__Short problem__: Recast the listing below, from its start through the line holding "x=447 y=134" inclusive, as a two-column CSV with columns instruction and points. Each row pairs one text with the coordinates given after it, each in a quoted field with line breaks turned into spaces, and the pictures are left out.

__Material shown__:
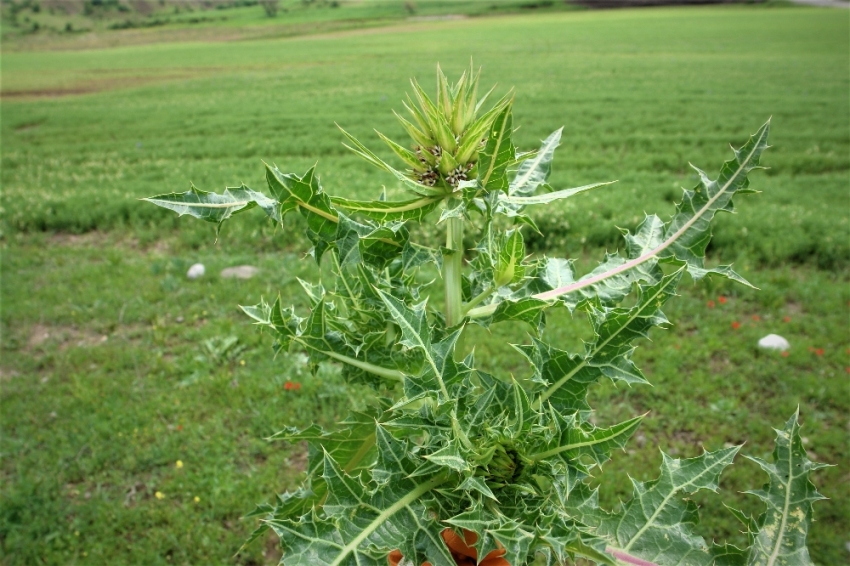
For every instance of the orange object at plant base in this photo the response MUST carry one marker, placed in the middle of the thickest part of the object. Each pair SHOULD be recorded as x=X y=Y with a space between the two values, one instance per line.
x=462 y=551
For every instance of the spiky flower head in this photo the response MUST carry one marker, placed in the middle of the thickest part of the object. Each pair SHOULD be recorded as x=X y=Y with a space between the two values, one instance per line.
x=447 y=134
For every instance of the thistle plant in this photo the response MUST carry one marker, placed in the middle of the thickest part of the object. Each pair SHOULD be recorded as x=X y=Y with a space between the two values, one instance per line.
x=503 y=461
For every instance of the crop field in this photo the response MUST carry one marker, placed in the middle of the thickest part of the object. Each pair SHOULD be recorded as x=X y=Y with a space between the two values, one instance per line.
x=134 y=403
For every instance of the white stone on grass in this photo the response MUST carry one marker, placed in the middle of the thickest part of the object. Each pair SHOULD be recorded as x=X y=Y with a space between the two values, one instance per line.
x=774 y=342
x=196 y=271
x=239 y=272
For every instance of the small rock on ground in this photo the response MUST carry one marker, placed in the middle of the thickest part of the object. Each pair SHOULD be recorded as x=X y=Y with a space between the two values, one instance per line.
x=239 y=272
x=774 y=342
x=196 y=271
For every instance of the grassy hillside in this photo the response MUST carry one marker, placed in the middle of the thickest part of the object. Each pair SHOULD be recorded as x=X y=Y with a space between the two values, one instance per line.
x=81 y=24
x=115 y=367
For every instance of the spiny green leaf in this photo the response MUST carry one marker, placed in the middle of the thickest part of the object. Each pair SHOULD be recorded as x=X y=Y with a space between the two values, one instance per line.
x=497 y=152
x=212 y=207
x=779 y=534
x=547 y=198
x=535 y=171
x=385 y=211
x=572 y=440
x=690 y=229
x=657 y=526
x=361 y=150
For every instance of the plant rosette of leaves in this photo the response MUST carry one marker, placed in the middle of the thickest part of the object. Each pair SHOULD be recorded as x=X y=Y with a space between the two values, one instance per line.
x=449 y=446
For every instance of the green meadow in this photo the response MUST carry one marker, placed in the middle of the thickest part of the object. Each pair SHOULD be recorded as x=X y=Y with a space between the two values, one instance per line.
x=134 y=403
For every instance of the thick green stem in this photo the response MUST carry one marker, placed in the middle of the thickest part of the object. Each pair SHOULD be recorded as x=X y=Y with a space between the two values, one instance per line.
x=452 y=266
x=475 y=300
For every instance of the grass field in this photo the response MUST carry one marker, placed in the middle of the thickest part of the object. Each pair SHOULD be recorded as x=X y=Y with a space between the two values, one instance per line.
x=115 y=367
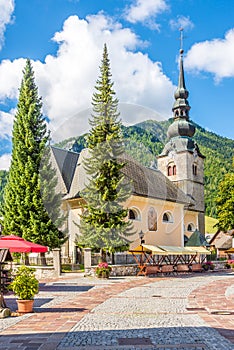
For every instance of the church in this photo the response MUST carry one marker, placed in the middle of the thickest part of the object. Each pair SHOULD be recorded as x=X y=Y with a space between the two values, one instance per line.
x=166 y=205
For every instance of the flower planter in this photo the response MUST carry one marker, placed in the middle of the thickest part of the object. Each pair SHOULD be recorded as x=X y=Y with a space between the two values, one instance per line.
x=25 y=306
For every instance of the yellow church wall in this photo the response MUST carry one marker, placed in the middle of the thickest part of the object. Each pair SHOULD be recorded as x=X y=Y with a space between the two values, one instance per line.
x=167 y=233
x=190 y=217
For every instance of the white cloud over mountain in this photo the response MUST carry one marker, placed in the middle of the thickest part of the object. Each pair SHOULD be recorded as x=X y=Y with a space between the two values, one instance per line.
x=66 y=80
x=145 y=11
x=6 y=10
x=214 y=56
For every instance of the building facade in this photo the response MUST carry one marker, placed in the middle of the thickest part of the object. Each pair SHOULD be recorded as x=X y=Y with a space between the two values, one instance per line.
x=167 y=203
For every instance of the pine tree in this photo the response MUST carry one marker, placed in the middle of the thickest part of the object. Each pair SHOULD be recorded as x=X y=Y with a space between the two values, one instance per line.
x=225 y=203
x=24 y=211
x=103 y=224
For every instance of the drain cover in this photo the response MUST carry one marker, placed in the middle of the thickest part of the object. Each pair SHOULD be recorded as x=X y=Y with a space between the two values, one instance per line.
x=134 y=341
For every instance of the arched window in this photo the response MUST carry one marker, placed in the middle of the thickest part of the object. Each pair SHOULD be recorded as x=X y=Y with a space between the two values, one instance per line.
x=167 y=217
x=194 y=169
x=133 y=214
x=152 y=219
x=171 y=169
x=191 y=227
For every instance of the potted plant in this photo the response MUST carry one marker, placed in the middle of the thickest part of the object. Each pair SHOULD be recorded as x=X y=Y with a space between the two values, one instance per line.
x=25 y=285
x=103 y=270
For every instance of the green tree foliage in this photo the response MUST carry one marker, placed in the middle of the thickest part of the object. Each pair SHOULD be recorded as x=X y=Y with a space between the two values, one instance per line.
x=103 y=224
x=24 y=211
x=225 y=203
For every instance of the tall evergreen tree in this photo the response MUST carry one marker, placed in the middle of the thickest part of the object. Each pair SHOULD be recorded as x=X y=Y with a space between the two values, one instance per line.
x=103 y=224
x=23 y=209
x=225 y=203
x=3 y=181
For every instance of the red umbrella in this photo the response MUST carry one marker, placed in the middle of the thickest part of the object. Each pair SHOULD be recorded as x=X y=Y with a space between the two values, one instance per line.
x=19 y=245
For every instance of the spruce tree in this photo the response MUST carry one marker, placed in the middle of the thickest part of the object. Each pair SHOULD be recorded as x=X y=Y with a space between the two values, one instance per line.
x=23 y=209
x=103 y=224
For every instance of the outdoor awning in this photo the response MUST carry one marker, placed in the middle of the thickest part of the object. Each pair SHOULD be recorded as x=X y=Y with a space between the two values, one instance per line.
x=169 y=250
x=17 y=244
x=229 y=251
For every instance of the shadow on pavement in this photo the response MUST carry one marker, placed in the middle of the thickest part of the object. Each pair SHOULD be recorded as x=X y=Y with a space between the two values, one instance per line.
x=192 y=338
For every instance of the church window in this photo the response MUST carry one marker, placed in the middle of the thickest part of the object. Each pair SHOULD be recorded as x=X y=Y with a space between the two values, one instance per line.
x=152 y=219
x=167 y=217
x=194 y=169
x=171 y=169
x=134 y=214
x=191 y=227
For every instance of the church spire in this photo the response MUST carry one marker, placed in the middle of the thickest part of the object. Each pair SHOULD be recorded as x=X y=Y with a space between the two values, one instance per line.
x=181 y=125
x=181 y=105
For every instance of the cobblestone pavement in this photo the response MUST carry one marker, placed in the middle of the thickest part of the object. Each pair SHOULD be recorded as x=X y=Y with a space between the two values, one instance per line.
x=191 y=311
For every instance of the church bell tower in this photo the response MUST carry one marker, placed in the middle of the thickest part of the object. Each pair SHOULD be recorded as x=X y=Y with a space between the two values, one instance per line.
x=181 y=160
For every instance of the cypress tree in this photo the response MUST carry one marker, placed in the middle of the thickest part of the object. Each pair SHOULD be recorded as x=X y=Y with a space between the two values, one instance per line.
x=103 y=224
x=225 y=202
x=23 y=209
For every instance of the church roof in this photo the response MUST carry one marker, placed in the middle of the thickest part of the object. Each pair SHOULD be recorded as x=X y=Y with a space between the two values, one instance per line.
x=66 y=161
x=148 y=182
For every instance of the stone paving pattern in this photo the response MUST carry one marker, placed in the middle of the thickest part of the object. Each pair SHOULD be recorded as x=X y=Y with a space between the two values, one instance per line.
x=126 y=313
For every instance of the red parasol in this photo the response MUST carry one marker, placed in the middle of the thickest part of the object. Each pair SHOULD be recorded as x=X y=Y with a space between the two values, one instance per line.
x=19 y=245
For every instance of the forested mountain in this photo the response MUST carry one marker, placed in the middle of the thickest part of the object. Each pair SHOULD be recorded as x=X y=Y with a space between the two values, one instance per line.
x=146 y=140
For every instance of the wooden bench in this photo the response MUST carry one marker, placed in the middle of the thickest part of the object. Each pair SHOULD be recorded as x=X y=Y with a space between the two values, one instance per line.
x=167 y=269
x=182 y=268
x=196 y=267
x=152 y=270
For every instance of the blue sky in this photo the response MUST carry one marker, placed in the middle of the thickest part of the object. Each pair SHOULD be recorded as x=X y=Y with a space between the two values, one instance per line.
x=64 y=39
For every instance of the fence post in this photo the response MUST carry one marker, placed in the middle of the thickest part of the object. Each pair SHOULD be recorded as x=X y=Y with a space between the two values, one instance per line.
x=87 y=260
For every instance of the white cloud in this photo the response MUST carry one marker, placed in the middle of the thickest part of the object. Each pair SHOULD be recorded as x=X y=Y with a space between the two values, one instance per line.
x=6 y=122
x=66 y=80
x=5 y=161
x=215 y=56
x=145 y=11
x=10 y=78
x=6 y=10
x=181 y=22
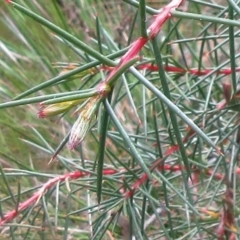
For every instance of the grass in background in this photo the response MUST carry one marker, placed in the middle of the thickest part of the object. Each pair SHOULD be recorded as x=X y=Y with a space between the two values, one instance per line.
x=192 y=192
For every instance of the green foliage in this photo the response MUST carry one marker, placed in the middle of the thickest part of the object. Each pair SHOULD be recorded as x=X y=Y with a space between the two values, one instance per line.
x=159 y=158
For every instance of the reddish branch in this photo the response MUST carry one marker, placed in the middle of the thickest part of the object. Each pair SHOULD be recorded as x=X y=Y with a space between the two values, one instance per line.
x=152 y=31
x=34 y=199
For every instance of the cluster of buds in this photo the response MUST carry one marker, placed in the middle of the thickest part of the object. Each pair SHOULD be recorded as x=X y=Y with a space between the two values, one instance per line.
x=86 y=113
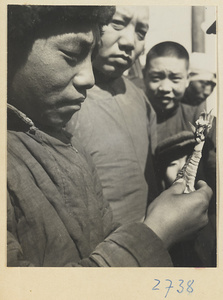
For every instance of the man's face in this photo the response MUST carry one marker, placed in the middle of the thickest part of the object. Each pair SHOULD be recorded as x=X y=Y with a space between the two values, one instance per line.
x=166 y=79
x=123 y=40
x=52 y=83
x=199 y=90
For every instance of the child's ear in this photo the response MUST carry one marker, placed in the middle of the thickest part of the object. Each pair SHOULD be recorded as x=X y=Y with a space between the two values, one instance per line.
x=188 y=79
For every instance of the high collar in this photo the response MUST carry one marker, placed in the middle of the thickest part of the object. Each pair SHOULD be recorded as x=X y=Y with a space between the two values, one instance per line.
x=18 y=121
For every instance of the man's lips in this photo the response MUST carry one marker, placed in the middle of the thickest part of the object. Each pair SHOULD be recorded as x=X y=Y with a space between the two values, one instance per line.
x=121 y=58
x=70 y=102
x=165 y=100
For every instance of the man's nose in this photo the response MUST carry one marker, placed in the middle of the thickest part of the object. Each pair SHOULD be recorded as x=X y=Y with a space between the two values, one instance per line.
x=165 y=86
x=127 y=39
x=84 y=77
x=207 y=90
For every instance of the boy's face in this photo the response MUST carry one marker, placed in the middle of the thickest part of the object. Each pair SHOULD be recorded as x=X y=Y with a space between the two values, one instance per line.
x=166 y=79
x=52 y=83
x=123 y=40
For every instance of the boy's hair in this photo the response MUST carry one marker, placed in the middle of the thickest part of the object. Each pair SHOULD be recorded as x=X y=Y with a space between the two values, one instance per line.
x=26 y=23
x=169 y=49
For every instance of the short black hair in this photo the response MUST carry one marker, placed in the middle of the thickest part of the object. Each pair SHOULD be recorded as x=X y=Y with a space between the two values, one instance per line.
x=167 y=48
x=26 y=23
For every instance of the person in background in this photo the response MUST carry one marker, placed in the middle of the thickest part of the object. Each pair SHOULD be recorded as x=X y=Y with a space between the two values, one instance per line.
x=202 y=80
x=166 y=79
x=170 y=156
x=117 y=124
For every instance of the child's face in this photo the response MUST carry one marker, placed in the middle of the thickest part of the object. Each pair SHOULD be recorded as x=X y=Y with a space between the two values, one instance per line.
x=166 y=79
x=123 y=40
x=172 y=169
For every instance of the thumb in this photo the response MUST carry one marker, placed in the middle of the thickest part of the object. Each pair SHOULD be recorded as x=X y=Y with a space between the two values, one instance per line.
x=178 y=186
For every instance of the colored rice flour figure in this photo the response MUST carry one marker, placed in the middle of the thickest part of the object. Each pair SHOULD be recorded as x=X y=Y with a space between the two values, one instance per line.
x=200 y=130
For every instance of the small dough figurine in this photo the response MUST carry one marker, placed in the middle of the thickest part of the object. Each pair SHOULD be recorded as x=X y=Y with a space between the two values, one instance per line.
x=200 y=130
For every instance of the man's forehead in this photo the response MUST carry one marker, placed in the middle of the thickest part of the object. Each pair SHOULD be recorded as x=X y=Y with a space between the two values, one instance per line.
x=141 y=13
x=83 y=38
x=171 y=62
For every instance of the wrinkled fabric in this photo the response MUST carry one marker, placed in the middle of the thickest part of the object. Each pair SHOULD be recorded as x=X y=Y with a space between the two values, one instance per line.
x=56 y=214
x=117 y=126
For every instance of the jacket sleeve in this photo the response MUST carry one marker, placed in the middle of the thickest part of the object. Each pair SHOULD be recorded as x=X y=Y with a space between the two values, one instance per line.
x=132 y=245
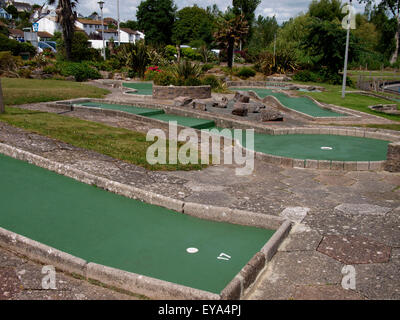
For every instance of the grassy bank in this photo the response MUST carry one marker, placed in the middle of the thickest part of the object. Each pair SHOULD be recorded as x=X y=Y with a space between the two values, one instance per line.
x=22 y=91
x=117 y=143
x=354 y=101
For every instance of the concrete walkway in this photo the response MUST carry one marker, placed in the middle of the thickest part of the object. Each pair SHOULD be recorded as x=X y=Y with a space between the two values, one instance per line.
x=342 y=218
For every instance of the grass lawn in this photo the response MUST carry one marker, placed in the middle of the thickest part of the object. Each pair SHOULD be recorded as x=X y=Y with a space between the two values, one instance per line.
x=118 y=143
x=354 y=101
x=20 y=91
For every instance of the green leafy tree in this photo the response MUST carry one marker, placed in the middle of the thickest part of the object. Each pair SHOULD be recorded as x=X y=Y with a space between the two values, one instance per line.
x=66 y=17
x=264 y=30
x=193 y=23
x=324 y=42
x=328 y=10
x=393 y=6
x=230 y=30
x=155 y=18
x=131 y=24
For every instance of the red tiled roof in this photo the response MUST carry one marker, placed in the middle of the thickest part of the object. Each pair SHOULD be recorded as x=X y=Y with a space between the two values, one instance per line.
x=16 y=32
x=88 y=21
x=127 y=30
x=43 y=34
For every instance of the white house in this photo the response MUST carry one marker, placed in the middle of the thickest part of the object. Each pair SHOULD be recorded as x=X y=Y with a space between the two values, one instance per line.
x=90 y=26
x=49 y=23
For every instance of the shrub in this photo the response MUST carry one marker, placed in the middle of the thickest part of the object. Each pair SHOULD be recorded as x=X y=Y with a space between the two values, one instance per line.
x=191 y=54
x=306 y=76
x=151 y=72
x=164 y=78
x=212 y=81
x=16 y=47
x=207 y=66
x=8 y=62
x=81 y=71
x=245 y=73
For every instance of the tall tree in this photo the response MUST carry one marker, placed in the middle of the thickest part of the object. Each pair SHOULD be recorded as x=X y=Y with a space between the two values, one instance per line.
x=155 y=18
x=66 y=17
x=246 y=8
x=193 y=23
x=394 y=7
x=2 y=110
x=230 y=29
x=328 y=10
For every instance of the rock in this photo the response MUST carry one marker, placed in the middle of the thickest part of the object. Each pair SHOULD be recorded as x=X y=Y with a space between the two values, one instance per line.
x=241 y=96
x=255 y=107
x=269 y=114
x=198 y=105
x=240 y=109
x=182 y=101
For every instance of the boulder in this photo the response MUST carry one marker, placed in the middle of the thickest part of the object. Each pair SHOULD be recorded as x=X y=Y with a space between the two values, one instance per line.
x=269 y=114
x=198 y=105
x=240 y=109
x=255 y=107
x=242 y=96
x=182 y=101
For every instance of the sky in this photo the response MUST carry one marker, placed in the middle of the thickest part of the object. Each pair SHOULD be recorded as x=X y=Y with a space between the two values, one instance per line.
x=282 y=9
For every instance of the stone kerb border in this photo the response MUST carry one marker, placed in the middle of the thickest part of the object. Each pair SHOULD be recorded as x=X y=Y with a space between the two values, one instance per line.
x=277 y=104
x=172 y=92
x=151 y=287
x=227 y=122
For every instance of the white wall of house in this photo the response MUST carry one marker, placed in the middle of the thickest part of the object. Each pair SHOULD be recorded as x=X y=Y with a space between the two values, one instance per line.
x=97 y=44
x=89 y=28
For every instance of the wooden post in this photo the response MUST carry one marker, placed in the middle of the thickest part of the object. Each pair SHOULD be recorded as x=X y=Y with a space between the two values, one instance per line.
x=2 y=109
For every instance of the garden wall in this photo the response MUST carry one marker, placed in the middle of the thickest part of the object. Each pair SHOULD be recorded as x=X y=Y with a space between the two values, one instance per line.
x=172 y=92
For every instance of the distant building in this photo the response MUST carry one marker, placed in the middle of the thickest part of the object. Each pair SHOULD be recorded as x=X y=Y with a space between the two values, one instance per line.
x=20 y=6
x=111 y=21
x=4 y=14
x=16 y=34
x=90 y=26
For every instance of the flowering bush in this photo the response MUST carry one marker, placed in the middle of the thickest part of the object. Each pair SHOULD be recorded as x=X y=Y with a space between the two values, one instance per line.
x=151 y=72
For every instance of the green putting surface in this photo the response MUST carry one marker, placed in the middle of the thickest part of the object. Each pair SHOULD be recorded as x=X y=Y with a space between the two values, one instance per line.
x=143 y=88
x=119 y=107
x=185 y=121
x=341 y=148
x=115 y=231
x=301 y=104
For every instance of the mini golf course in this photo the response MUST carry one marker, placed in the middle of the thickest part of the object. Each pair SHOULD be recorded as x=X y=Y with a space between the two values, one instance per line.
x=301 y=104
x=321 y=147
x=158 y=114
x=295 y=146
x=143 y=88
x=119 y=232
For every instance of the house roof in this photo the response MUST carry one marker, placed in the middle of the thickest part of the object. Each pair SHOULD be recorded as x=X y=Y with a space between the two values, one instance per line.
x=16 y=32
x=43 y=34
x=127 y=30
x=88 y=21
x=22 y=5
x=111 y=31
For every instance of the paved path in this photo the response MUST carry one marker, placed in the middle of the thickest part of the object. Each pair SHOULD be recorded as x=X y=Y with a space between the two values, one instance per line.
x=342 y=217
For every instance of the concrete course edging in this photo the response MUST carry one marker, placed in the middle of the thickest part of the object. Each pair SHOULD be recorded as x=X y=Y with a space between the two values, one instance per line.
x=41 y=252
x=148 y=286
x=276 y=160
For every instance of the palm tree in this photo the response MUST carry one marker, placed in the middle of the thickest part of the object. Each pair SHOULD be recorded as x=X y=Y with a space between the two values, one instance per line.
x=66 y=17
x=230 y=29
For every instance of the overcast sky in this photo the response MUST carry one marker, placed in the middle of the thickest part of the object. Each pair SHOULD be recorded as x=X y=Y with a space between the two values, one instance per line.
x=282 y=9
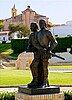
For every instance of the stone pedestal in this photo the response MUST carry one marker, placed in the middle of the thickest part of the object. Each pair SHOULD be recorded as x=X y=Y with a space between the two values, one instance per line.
x=49 y=93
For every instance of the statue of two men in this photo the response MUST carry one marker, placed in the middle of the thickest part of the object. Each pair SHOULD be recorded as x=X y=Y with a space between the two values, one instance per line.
x=41 y=43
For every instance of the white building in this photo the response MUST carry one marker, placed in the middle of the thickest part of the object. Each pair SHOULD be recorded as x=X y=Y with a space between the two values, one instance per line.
x=62 y=30
x=4 y=36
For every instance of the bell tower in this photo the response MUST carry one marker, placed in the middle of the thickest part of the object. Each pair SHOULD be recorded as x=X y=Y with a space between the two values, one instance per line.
x=14 y=11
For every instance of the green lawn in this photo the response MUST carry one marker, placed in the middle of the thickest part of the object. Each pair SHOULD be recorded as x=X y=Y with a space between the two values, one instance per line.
x=64 y=66
x=22 y=77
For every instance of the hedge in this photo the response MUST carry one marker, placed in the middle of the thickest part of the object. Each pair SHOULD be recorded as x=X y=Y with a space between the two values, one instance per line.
x=7 y=95
x=20 y=45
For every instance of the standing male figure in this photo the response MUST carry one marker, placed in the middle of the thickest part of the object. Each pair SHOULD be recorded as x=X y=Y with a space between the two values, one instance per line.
x=47 y=42
x=33 y=46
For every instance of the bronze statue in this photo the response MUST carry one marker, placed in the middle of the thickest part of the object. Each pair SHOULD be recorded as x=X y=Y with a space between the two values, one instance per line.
x=41 y=43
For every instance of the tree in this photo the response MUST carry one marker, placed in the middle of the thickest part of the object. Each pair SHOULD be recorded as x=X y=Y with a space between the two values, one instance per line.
x=21 y=29
x=1 y=26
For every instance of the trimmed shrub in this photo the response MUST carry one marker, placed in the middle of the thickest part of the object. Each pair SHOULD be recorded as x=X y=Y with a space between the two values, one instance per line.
x=7 y=96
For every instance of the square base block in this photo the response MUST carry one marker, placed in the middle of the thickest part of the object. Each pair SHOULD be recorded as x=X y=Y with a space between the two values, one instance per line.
x=37 y=91
x=22 y=96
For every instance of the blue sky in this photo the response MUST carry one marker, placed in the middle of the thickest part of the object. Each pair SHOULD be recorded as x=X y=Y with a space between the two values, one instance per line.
x=58 y=11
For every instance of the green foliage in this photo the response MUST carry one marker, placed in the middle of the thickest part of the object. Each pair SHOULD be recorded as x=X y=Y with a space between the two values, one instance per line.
x=19 y=45
x=63 y=44
x=68 y=95
x=7 y=96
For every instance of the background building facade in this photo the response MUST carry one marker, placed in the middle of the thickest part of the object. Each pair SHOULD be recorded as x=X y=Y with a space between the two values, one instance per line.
x=27 y=16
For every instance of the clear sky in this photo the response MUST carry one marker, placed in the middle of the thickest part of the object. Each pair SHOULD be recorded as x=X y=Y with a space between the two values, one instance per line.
x=58 y=11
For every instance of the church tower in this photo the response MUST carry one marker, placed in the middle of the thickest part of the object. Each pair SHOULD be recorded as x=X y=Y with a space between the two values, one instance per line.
x=14 y=11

__Full output__:
instruction,points
"For every instance of the orange object at plant base in this photo the response MUST carry one marker, placed in the middle of the thickest part of the object. Each pair SHOULD be recorded as x=X y=Y with a space between the two values, one instance per line.","x=462 y=551"
"For every instance of the spiky flower head in this photo the response MUST carry one marker, placed in the middle of the thickest part of the object. Each pair SHOULD be recorded as x=X y=Y with a space between the two values, one instance per line.","x=447 y=134"